[Given task 1]
Please select every line of the rows below that contains the string "gold", matching case exactly.

The Final Report of the Education and Workforce Committee reported back on the Employment Relations Amendment Bill in December last year which proposes changes to provide greater certainty around whether a worker is a contractor or an employee.

One of the key aims of the Bill is to provide greater certainty around whether a worker is a contractor or an employee — an issue that often leads to disputes over minimum statutory entitlements such as holiday pay. This was also the key consideration in the recent Raiser Operations v E Tū Incorporated decision, on which we drafted an article that can be accessed here. That decision has come to be colloquially known as the Uber decision.

Contractor or Employee?

This is a common question. A business believes it has engaged a contractor, while the worker claims they are actually an employee and therefore entitled to sick leave, annual leave, and holiday pay. Employees, unlike contractors, are able to raise personal grievances should an employment dispute arise and this represents significant exposure for businesses. It’s important to get it right.

Under the current law, the courts focus on the real nature of the working relationship, not just what the contract says. All relevant factors are considered, including the parties’ intentions, the level of control exercised, how integrated the worker is within the business, and the economic reality of the arrangement. The key principle is ‘substance over form’.

As a result, even if a contract labels someone as an “independent contractor”, they may still be legally found to be an employee based on how the relationship operates in practice. This was illustrated in the Uber decision where the four Uber drivers were found to be employees rather than contractors, despite the contracts stating otherwise.

[Supplied records]
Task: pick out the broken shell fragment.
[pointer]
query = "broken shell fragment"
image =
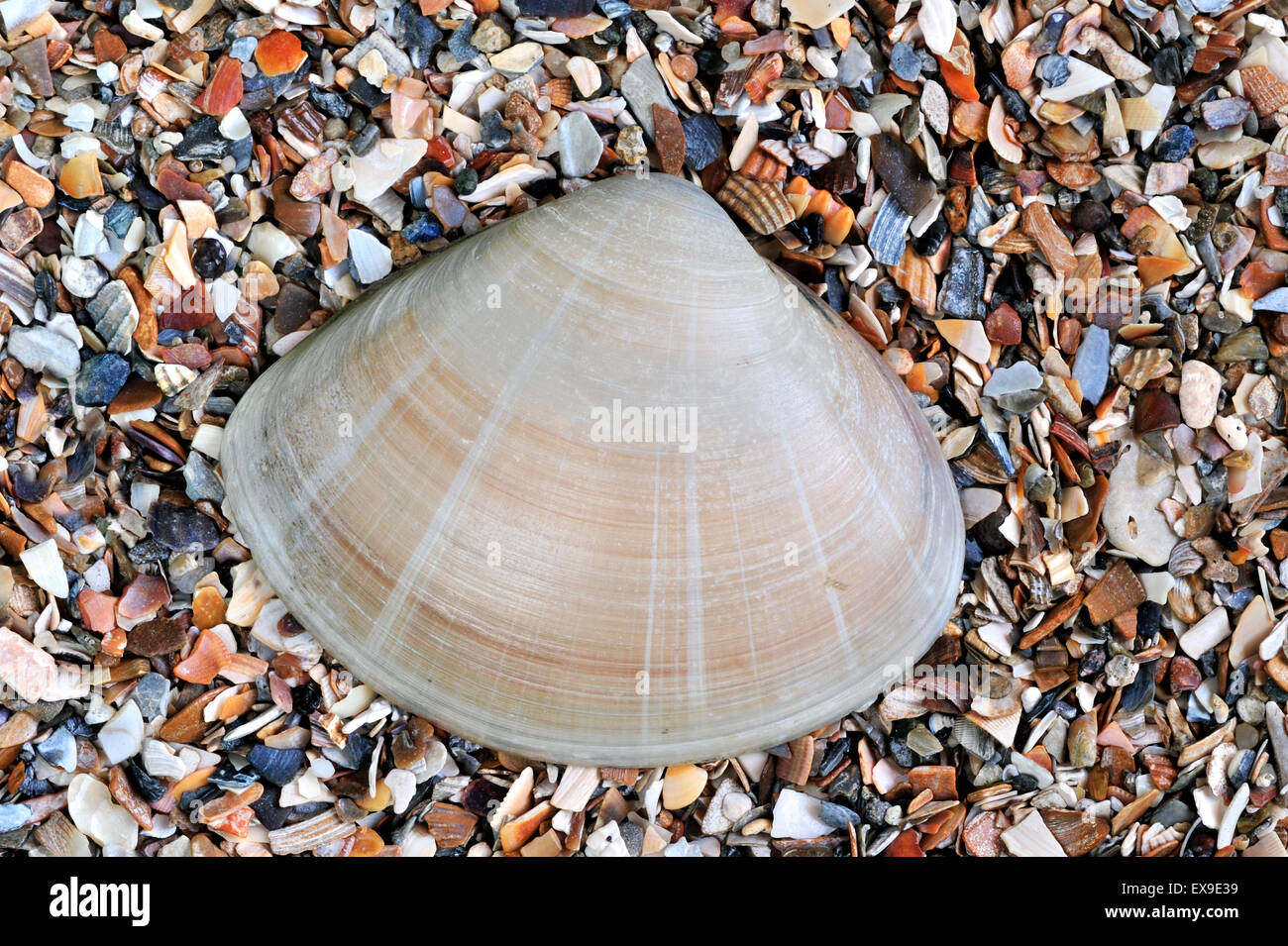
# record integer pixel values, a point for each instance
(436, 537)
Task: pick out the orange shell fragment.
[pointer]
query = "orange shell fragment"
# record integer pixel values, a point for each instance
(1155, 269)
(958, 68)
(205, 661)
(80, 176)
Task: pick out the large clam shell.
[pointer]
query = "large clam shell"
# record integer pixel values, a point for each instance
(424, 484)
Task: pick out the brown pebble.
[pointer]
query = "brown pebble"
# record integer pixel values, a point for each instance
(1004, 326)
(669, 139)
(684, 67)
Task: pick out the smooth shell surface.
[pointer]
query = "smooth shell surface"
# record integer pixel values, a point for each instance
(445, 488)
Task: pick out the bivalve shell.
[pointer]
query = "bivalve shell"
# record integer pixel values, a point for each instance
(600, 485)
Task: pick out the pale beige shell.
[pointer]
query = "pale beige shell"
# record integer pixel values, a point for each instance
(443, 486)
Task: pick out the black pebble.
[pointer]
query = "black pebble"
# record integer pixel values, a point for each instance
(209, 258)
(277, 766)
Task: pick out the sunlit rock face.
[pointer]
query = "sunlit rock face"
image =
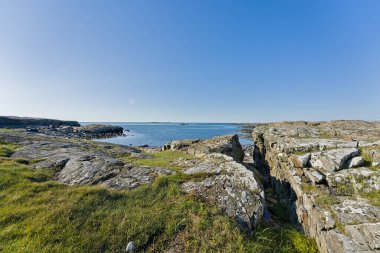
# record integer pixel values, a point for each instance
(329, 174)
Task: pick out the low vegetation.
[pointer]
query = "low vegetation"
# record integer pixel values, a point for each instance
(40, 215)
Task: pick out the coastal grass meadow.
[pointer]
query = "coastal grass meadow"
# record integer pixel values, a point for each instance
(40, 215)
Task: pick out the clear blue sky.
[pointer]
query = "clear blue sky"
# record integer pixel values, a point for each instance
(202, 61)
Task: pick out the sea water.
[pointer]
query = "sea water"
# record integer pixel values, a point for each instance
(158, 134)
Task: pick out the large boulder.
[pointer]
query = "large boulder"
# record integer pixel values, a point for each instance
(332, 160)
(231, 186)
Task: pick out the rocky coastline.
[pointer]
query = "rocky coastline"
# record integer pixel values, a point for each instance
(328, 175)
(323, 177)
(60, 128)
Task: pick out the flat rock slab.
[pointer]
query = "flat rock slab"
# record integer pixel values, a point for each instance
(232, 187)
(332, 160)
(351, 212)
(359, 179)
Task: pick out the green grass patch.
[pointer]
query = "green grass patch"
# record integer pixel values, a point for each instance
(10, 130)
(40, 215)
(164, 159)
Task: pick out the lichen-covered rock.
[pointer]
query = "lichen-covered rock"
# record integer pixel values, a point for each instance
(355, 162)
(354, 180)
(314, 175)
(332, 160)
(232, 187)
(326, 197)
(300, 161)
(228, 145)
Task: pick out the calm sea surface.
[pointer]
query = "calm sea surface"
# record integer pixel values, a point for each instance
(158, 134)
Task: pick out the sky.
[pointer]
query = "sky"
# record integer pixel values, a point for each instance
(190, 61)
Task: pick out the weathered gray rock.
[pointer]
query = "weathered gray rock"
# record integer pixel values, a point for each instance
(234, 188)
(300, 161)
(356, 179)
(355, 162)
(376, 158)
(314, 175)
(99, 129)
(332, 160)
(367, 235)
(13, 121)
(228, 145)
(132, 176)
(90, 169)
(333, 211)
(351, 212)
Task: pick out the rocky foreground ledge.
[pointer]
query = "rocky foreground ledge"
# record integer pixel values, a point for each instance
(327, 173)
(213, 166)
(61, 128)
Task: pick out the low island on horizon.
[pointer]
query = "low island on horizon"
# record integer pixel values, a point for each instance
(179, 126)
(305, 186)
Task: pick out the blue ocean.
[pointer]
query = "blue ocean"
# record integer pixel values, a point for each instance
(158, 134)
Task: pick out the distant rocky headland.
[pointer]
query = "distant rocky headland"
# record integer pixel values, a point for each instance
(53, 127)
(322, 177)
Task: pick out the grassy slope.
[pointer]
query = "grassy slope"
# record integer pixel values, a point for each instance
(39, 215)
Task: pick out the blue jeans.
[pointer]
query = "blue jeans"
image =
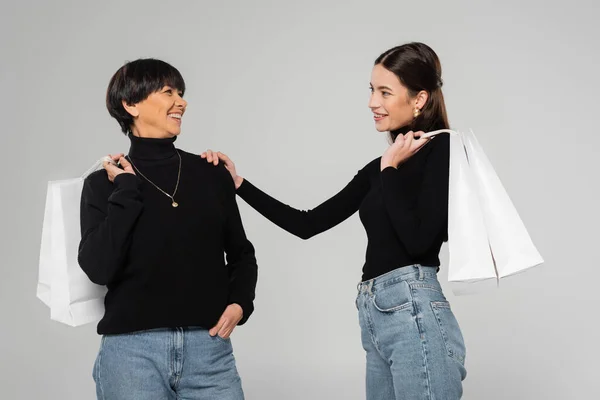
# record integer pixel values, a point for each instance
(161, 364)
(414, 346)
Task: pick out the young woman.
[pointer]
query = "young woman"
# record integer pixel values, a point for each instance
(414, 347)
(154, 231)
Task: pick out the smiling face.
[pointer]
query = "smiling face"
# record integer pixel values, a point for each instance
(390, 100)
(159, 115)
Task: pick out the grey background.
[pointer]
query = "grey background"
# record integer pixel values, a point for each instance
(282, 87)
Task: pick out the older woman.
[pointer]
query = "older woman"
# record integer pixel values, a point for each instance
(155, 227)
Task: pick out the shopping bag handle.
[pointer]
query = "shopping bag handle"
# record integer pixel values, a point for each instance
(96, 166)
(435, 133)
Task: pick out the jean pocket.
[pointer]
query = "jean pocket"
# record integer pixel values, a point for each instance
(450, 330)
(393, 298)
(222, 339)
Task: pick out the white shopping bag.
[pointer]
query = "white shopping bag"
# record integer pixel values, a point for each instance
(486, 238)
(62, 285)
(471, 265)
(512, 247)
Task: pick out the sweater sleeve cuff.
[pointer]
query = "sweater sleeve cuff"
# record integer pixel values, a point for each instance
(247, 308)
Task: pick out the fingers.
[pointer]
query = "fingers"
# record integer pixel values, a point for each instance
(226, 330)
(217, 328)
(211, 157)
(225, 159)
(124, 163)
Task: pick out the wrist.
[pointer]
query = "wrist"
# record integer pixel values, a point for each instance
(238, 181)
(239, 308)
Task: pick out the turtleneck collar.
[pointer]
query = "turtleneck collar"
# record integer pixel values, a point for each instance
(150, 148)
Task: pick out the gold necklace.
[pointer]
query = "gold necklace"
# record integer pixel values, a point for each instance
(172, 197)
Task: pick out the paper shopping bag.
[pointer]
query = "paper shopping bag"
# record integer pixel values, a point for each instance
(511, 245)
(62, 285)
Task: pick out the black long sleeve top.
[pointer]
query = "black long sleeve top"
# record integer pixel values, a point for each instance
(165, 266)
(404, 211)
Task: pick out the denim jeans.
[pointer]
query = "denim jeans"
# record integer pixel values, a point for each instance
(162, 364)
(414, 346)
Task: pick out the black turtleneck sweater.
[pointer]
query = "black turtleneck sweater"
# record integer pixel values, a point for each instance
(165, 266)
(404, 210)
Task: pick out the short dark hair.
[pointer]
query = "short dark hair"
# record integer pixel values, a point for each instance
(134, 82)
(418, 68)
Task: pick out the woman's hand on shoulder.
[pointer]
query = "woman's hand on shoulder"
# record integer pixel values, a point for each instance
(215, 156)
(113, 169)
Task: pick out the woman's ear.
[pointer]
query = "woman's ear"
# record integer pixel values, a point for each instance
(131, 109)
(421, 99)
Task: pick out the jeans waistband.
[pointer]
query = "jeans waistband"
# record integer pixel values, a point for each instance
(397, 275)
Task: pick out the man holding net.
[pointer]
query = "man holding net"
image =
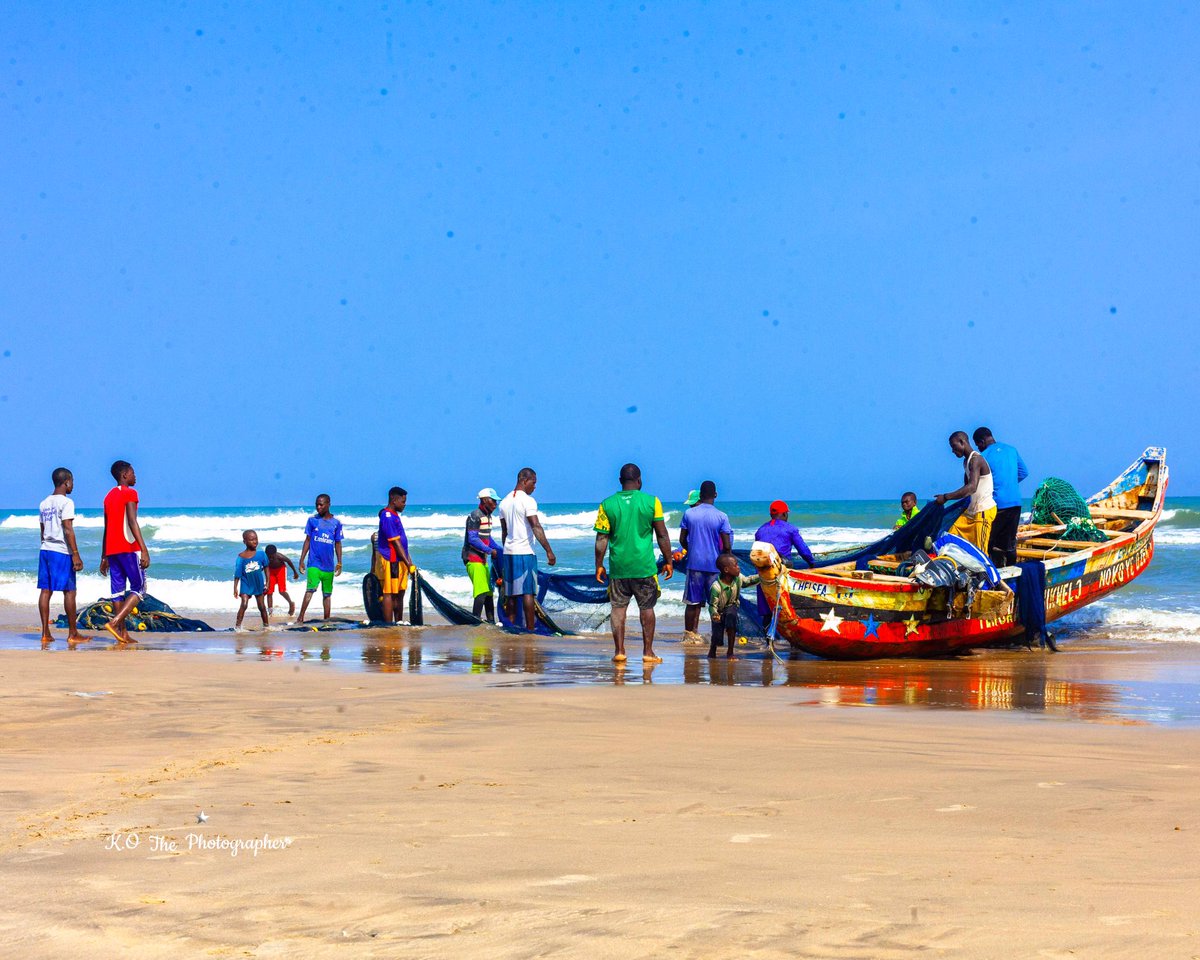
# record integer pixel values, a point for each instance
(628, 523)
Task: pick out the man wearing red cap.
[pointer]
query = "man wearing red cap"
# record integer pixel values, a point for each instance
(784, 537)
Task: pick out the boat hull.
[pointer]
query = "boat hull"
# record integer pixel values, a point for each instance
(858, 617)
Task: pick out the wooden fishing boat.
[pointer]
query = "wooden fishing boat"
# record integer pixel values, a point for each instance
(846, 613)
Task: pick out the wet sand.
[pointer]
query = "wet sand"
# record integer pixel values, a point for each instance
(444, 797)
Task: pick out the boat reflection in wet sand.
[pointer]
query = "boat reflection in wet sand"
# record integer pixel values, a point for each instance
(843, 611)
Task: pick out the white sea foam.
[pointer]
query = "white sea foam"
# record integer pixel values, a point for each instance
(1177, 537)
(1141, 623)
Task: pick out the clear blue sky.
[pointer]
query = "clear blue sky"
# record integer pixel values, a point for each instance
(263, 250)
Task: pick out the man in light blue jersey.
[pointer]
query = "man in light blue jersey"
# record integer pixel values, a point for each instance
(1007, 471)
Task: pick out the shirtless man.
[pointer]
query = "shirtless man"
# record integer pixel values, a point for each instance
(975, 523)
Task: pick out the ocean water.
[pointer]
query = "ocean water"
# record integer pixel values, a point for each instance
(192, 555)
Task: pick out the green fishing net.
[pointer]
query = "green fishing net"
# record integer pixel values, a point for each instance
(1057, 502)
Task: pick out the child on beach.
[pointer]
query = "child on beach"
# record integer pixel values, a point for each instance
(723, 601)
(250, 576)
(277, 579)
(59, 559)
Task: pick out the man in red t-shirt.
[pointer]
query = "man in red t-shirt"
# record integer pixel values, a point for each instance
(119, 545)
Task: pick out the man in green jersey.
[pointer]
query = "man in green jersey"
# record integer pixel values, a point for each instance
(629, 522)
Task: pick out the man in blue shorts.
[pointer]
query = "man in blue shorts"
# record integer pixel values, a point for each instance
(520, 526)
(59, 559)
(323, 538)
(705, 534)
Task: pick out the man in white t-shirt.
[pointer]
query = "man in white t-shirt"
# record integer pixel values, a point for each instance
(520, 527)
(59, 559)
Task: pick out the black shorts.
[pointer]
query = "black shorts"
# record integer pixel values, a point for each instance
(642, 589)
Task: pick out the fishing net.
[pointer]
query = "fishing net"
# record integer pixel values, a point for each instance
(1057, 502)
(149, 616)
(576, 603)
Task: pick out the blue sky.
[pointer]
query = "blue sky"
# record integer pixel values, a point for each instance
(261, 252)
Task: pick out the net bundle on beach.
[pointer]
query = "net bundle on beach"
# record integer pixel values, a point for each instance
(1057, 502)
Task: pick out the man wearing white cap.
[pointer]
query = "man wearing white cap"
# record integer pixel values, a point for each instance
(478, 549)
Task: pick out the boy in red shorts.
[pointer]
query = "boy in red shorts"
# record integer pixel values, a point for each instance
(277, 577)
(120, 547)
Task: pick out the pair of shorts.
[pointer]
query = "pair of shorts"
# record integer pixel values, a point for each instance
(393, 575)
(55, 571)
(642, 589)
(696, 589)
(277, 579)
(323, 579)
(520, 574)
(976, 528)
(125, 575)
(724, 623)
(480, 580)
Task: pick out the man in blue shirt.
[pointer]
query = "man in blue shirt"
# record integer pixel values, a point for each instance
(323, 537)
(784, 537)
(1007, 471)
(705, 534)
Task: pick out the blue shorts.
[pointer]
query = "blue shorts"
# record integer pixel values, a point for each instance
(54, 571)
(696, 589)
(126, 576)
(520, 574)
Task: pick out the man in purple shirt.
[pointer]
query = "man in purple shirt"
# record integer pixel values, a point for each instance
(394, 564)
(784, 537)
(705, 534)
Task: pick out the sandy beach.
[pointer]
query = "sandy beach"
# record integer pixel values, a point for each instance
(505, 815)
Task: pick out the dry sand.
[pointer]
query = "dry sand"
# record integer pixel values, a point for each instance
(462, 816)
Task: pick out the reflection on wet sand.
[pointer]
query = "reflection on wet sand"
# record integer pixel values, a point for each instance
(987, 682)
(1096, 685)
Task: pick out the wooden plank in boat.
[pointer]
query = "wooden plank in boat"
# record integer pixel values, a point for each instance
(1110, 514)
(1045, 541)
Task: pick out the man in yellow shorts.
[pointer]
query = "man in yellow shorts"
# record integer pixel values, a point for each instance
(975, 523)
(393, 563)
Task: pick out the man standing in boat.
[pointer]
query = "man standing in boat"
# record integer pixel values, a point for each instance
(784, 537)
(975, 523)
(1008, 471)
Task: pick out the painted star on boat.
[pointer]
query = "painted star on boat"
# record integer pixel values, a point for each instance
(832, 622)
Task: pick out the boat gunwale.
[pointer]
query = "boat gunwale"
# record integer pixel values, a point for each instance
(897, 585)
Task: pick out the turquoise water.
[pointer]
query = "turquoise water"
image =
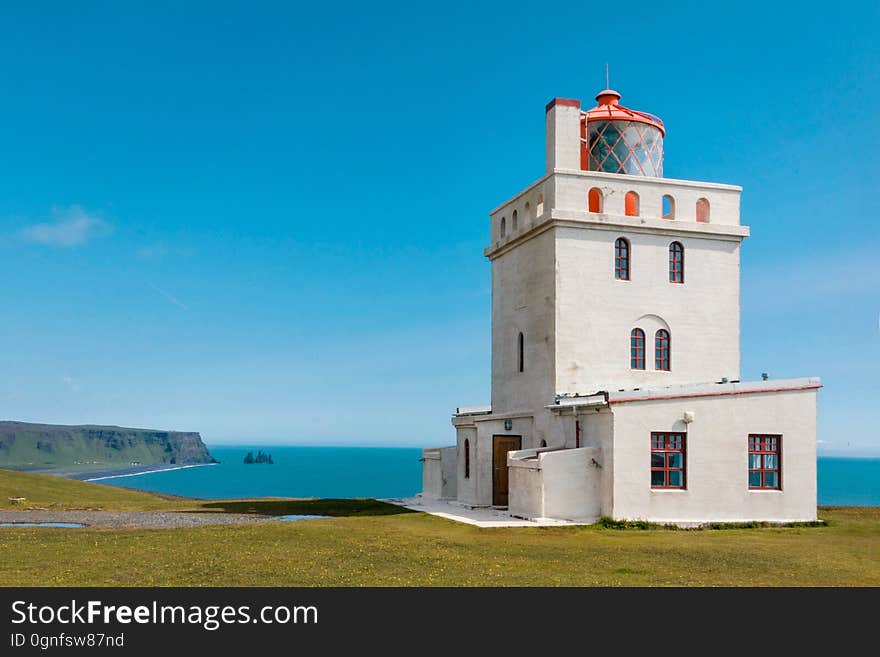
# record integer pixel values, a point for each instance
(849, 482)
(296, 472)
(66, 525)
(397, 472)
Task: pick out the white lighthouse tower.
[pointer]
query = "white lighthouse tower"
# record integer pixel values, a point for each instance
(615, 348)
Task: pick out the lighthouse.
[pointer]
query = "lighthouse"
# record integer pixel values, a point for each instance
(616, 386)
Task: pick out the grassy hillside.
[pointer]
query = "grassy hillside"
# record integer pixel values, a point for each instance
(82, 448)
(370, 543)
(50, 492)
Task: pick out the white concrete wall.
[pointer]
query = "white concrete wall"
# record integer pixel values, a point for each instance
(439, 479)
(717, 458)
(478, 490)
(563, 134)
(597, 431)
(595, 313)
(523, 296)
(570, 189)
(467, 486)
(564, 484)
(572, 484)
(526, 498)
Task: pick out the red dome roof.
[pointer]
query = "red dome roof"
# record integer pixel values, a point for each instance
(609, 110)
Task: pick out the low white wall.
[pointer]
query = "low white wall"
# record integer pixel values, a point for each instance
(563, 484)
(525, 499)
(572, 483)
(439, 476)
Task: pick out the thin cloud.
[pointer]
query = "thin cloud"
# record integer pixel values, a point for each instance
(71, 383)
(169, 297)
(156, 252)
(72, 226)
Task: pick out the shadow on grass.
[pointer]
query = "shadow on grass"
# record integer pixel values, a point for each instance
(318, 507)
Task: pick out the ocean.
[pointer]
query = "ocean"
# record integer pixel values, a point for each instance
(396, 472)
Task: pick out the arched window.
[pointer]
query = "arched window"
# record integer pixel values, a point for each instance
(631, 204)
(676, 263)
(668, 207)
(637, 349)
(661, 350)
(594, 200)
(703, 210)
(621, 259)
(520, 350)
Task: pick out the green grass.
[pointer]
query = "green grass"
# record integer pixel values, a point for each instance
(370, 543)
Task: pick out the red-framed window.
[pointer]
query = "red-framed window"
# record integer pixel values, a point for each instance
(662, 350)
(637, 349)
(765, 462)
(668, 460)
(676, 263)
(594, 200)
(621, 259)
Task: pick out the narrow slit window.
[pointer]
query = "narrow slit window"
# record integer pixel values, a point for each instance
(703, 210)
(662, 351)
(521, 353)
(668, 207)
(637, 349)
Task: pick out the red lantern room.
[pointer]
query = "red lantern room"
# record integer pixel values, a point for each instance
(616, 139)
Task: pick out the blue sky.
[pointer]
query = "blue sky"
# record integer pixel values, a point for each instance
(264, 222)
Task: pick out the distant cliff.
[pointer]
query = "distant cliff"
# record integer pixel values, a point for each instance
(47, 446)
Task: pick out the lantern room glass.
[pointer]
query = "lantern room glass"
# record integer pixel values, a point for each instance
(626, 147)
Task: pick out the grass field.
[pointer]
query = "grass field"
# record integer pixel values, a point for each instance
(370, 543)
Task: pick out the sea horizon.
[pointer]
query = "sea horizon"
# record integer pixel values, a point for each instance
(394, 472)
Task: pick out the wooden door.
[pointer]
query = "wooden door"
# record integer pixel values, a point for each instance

[Given task 2]
Quote the passage on contractors and employees, starting at "Contractor or Employee?" and ending after "get it right.".

[Written answer 1]
Task: pick out the gold necklace.
query = "gold necklace"

[Written answer 2]
Contractor or Employee?

This is a common question. A business believes it has engaged a contractor, while the worker claims they are actually an employee and therefore entitled to sick leave, annual leave, and holiday pay. Employees, unlike contractors, are able to raise personal grievances should an employment dispute arise and this represents significant exposure for businesses. It’s important to get it right.